STATED EXERCISE: Reproduce the records below word for word, starting with their first line and going on through the line that contains "x=183 y=539". Include both of those lines.

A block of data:
※ ※ ※
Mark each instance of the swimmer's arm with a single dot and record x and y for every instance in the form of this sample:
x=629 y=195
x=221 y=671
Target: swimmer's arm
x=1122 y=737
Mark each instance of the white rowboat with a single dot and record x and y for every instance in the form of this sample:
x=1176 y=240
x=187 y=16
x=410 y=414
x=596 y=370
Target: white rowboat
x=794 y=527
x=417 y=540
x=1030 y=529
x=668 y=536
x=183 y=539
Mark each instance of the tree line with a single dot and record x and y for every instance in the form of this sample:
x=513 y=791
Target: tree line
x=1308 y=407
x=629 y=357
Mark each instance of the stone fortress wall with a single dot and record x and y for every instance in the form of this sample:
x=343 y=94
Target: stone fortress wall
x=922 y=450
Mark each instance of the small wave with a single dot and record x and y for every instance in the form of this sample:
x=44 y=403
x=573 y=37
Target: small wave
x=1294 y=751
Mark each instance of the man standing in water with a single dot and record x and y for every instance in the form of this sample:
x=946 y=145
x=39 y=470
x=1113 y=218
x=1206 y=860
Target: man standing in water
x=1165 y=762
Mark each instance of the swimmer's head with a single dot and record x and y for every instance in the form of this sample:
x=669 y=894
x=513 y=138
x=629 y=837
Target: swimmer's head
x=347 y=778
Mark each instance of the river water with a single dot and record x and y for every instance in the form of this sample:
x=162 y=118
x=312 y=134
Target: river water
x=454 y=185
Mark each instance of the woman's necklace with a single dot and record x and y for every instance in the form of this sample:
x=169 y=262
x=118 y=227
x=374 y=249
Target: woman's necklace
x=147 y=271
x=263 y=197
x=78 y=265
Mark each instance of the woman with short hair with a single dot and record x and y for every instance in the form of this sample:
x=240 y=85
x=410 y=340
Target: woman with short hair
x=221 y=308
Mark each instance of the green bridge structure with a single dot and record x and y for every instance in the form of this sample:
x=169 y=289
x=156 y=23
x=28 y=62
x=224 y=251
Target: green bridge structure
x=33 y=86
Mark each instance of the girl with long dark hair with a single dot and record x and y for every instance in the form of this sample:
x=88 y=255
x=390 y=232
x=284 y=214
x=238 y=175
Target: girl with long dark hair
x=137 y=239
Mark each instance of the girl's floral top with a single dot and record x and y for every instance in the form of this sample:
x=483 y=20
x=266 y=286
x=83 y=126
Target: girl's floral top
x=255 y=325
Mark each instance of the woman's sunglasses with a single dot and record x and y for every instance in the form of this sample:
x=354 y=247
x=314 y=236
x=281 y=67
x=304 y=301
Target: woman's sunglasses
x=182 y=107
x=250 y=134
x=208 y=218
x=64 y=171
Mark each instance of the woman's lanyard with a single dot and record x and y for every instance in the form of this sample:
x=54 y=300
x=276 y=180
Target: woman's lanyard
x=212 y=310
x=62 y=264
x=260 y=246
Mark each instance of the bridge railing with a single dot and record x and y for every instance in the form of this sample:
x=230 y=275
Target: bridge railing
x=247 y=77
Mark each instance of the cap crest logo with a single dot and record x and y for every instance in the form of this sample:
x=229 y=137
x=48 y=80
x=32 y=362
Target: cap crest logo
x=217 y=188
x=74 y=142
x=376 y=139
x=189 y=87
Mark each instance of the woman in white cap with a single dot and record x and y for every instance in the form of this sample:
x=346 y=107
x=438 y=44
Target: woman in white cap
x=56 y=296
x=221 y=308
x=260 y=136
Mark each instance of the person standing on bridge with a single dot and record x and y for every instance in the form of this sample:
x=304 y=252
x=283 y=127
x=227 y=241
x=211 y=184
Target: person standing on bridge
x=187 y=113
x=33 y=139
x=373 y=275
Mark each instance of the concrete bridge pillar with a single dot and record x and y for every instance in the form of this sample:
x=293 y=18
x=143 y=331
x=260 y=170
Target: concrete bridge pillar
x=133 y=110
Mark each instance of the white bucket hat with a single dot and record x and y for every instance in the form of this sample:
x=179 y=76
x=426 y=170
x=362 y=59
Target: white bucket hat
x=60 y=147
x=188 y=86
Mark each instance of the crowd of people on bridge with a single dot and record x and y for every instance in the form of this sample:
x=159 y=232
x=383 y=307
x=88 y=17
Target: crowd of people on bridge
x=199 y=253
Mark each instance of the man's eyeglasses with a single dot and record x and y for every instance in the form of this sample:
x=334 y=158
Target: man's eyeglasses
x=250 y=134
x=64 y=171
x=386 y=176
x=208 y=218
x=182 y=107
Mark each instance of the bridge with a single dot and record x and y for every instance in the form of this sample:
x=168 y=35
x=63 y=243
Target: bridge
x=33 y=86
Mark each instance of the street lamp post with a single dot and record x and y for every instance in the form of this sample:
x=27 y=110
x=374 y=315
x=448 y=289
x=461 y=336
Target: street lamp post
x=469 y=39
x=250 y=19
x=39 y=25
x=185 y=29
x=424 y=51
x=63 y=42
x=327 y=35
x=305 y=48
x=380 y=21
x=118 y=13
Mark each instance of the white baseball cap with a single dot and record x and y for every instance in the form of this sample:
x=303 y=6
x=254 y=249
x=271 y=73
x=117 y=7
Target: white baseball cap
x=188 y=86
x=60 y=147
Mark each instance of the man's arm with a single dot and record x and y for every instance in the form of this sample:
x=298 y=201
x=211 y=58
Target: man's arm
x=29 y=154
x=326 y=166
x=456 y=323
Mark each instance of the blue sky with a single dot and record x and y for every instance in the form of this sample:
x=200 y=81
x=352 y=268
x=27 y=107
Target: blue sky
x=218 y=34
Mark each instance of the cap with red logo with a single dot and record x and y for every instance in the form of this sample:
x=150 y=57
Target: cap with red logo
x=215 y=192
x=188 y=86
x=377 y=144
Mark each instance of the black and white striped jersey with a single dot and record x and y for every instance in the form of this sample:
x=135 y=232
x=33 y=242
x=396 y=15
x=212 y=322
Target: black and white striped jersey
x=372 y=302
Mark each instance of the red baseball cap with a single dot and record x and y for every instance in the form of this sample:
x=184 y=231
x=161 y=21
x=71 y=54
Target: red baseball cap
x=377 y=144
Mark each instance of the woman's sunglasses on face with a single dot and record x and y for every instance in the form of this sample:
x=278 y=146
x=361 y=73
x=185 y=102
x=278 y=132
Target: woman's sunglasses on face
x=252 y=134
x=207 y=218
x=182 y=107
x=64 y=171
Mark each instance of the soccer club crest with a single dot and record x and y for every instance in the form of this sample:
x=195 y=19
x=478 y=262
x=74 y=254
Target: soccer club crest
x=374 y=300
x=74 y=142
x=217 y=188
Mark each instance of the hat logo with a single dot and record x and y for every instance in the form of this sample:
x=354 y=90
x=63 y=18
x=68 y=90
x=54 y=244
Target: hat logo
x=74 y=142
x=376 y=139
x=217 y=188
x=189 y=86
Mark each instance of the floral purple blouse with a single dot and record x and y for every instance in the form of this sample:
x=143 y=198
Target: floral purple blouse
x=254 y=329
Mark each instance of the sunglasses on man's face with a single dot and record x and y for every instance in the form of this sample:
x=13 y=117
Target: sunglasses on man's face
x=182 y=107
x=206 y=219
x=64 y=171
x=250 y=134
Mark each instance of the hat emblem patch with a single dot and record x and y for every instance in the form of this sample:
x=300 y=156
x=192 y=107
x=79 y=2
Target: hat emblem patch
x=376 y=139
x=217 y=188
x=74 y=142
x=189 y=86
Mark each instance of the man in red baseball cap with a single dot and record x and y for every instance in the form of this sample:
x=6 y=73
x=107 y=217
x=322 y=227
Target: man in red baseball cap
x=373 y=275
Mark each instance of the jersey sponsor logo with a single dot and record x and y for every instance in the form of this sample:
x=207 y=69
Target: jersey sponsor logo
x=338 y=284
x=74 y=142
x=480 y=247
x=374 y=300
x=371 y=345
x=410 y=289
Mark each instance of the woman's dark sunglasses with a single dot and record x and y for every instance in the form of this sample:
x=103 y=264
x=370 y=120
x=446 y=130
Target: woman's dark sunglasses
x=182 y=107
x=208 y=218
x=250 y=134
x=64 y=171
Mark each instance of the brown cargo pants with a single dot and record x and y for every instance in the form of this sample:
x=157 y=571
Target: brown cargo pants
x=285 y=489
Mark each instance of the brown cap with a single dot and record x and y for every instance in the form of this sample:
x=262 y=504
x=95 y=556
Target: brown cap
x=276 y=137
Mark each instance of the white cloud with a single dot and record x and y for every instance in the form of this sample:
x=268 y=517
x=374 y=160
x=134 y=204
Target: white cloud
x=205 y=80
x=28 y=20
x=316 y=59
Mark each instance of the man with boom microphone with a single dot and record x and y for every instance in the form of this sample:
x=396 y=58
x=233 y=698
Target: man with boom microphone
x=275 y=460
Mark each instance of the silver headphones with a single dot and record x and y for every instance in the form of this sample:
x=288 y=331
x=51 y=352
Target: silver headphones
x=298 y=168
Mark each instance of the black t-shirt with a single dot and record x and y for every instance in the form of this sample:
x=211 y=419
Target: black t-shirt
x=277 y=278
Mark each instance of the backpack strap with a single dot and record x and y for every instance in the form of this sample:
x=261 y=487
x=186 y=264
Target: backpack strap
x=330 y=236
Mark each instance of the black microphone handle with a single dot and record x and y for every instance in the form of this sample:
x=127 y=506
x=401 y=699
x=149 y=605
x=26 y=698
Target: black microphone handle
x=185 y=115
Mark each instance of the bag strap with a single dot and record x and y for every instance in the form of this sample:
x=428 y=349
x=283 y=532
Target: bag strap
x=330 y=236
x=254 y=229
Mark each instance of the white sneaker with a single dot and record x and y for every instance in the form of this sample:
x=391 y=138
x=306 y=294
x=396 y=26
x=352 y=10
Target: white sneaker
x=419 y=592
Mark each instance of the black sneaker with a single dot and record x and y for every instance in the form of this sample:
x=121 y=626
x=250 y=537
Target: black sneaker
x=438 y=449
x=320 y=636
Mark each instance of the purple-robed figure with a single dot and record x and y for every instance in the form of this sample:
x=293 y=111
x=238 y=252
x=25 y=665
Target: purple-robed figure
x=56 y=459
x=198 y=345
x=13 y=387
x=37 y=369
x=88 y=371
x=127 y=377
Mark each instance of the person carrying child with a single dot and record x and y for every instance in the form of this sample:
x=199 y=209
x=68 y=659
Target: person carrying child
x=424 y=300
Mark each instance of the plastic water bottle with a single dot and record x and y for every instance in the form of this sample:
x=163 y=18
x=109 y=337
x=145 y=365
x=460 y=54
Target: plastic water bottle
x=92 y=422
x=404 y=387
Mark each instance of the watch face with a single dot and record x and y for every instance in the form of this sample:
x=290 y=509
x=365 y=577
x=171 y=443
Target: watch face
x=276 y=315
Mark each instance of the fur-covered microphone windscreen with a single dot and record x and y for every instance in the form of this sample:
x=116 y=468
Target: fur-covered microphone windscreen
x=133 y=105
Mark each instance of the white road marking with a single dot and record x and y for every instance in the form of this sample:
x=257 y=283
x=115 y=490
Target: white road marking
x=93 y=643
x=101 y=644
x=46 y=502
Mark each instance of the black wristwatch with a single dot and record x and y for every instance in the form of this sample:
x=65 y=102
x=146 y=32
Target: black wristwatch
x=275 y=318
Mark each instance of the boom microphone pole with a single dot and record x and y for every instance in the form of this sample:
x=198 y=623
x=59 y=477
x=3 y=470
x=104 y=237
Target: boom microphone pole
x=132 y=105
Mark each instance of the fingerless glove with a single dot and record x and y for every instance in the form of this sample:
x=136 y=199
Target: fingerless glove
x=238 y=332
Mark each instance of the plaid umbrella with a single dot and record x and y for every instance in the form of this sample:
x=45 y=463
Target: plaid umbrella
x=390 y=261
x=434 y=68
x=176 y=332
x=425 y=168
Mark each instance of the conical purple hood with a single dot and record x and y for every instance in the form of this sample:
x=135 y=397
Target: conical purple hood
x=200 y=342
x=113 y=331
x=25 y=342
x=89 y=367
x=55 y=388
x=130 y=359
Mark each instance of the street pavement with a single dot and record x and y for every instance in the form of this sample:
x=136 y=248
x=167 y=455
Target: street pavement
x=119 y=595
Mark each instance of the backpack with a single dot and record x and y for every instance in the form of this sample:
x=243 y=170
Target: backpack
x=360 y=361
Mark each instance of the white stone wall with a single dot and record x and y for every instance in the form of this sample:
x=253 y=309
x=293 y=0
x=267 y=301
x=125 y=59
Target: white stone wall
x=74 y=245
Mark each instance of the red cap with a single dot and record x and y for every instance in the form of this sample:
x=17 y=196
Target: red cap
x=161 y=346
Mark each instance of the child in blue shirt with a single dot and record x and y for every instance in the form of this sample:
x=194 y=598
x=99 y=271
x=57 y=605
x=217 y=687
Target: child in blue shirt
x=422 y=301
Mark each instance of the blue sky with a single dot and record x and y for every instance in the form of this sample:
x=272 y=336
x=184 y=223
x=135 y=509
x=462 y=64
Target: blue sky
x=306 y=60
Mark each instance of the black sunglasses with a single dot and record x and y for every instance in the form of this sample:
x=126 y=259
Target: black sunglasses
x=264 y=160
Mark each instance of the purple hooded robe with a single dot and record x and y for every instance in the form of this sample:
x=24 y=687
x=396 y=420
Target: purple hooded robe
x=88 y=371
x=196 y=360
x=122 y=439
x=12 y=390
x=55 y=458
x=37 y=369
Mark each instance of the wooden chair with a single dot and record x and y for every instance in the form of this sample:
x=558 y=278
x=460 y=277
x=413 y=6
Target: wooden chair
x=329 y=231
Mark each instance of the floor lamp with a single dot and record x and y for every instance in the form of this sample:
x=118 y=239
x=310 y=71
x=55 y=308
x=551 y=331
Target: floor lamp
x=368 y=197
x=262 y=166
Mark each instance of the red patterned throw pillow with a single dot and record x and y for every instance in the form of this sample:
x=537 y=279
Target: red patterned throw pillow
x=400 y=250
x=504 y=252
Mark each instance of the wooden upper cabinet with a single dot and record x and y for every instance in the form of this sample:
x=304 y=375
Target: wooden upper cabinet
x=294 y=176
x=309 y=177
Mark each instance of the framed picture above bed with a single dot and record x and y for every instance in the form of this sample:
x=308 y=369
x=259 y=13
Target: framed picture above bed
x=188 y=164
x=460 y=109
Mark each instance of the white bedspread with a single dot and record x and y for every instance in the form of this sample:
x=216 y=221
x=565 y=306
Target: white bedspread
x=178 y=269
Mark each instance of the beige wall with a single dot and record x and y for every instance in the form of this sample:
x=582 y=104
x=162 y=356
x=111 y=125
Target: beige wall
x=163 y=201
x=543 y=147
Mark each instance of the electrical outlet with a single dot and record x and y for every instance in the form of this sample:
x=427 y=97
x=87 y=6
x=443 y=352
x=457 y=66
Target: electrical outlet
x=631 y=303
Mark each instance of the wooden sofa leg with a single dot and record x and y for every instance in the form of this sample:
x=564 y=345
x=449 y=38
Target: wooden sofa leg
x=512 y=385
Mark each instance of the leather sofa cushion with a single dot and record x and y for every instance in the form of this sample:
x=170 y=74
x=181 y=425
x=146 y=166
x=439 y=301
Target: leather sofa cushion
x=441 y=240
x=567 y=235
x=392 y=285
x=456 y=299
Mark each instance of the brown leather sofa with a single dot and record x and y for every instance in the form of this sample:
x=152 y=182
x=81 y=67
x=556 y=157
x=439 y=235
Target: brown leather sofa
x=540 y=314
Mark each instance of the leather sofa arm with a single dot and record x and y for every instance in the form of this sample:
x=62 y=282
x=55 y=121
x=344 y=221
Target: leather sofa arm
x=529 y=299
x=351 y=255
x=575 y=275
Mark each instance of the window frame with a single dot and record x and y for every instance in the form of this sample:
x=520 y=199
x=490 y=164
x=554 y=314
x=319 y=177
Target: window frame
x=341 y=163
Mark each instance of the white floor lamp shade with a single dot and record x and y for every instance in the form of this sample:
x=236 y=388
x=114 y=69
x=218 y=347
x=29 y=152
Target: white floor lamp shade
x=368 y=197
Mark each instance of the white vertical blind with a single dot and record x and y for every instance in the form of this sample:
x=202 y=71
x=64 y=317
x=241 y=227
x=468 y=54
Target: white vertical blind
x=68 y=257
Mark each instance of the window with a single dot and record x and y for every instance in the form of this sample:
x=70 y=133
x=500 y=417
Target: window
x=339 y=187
※ ※ ※
THE ANSWER:
Mark each instance of the swimmer's arm with a single dot and record x and y for every instance in the form of this sample:
x=629 y=195
x=221 y=671
Target: swimmer's arm
x=1122 y=737
Mark each instance of the white rowboat with a single dot and record x and y for every instance in the form of this sample:
x=1176 y=240
x=187 y=16
x=410 y=414
x=596 y=370
Target: white rowboat
x=794 y=527
x=417 y=540
x=1030 y=529
x=668 y=536
x=183 y=539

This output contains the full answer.